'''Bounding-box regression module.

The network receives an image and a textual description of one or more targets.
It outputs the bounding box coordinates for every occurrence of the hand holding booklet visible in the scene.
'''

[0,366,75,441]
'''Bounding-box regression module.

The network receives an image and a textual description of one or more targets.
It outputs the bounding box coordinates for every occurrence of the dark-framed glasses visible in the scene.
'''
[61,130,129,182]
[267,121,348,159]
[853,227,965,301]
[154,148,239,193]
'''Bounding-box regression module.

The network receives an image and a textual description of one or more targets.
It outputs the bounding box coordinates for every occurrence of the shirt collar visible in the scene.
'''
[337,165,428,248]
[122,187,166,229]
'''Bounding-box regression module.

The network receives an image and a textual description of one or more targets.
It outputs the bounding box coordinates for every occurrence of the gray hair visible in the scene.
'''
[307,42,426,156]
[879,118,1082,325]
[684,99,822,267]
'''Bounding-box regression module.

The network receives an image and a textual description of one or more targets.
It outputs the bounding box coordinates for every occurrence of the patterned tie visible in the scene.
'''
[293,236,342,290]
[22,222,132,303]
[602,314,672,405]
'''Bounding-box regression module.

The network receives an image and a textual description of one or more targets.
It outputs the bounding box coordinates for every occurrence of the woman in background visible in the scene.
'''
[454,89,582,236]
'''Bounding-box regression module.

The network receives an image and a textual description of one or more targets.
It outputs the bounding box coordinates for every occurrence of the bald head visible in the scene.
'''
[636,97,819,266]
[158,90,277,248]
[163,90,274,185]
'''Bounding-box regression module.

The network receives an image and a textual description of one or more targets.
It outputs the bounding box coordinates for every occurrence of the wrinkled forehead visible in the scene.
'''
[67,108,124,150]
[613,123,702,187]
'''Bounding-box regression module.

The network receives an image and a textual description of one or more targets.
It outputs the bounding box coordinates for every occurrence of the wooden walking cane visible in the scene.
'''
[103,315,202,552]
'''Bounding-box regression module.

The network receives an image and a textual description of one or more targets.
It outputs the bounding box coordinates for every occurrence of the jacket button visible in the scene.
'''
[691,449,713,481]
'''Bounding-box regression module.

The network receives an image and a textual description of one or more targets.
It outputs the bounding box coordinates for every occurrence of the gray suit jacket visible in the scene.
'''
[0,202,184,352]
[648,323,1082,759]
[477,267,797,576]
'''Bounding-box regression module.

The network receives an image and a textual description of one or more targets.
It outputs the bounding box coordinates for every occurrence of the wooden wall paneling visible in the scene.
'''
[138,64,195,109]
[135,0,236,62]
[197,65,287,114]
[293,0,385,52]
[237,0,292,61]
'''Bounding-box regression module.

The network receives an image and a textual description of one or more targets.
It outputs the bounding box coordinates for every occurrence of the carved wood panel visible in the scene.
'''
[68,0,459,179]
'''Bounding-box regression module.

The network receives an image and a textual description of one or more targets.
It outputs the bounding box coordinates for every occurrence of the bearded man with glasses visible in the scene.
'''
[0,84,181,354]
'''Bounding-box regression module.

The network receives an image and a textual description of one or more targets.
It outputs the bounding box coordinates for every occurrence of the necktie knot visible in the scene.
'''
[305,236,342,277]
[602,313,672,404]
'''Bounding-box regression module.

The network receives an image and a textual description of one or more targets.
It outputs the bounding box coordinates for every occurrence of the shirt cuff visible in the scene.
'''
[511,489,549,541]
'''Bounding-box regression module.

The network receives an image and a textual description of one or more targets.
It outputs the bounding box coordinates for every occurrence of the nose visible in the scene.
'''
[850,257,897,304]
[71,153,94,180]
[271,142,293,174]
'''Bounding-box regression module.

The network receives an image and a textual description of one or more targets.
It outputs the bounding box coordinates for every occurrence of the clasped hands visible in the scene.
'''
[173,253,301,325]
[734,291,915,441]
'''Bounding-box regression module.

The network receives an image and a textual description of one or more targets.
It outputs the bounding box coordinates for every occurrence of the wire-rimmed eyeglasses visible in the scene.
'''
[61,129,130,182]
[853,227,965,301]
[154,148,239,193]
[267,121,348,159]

> Exercise goal: Format the entries from the beginning through the line containing "[684,99,822,267]" as a two-column CSV with the header columns entry_text and answer. Give one row per entry, with the entry's text and its answer each in a single quoted field and all line breaks replaced by spaces.

> Result of this exercise:
entry_text,answer
"'''Bounding-box regression module. The network receives an image and a textual description of one or more targets. It outputs the bounding box coordinates for every occurrence of the hand holding booklet visible in the scene. '''","[0,366,75,441]"
"'''Bounding-box regression module. The network receives an image and a textual description of one or more targets. It outputs the bounding box coordinates for every occurrence of the dark-framed glasses visible in the scene. '''","[61,130,129,182] [267,121,348,159] [853,227,965,301] [154,148,239,193]"
"'''Bounding-box regression module. The network receives an image and a textual description of one or more targets. It outputs the bounding box coordinates for every occurrence of the shirt collar visible in the scene. '''","[337,165,428,248] [122,187,166,229]"
"'''Bounding-box regression module. The network receives an image and a textual description of one or more targets. It outputs the bounding box coordinates for every occurrence of the gray hair visible in the scene. '''","[307,42,426,156] [879,118,1082,325] [684,99,822,267]"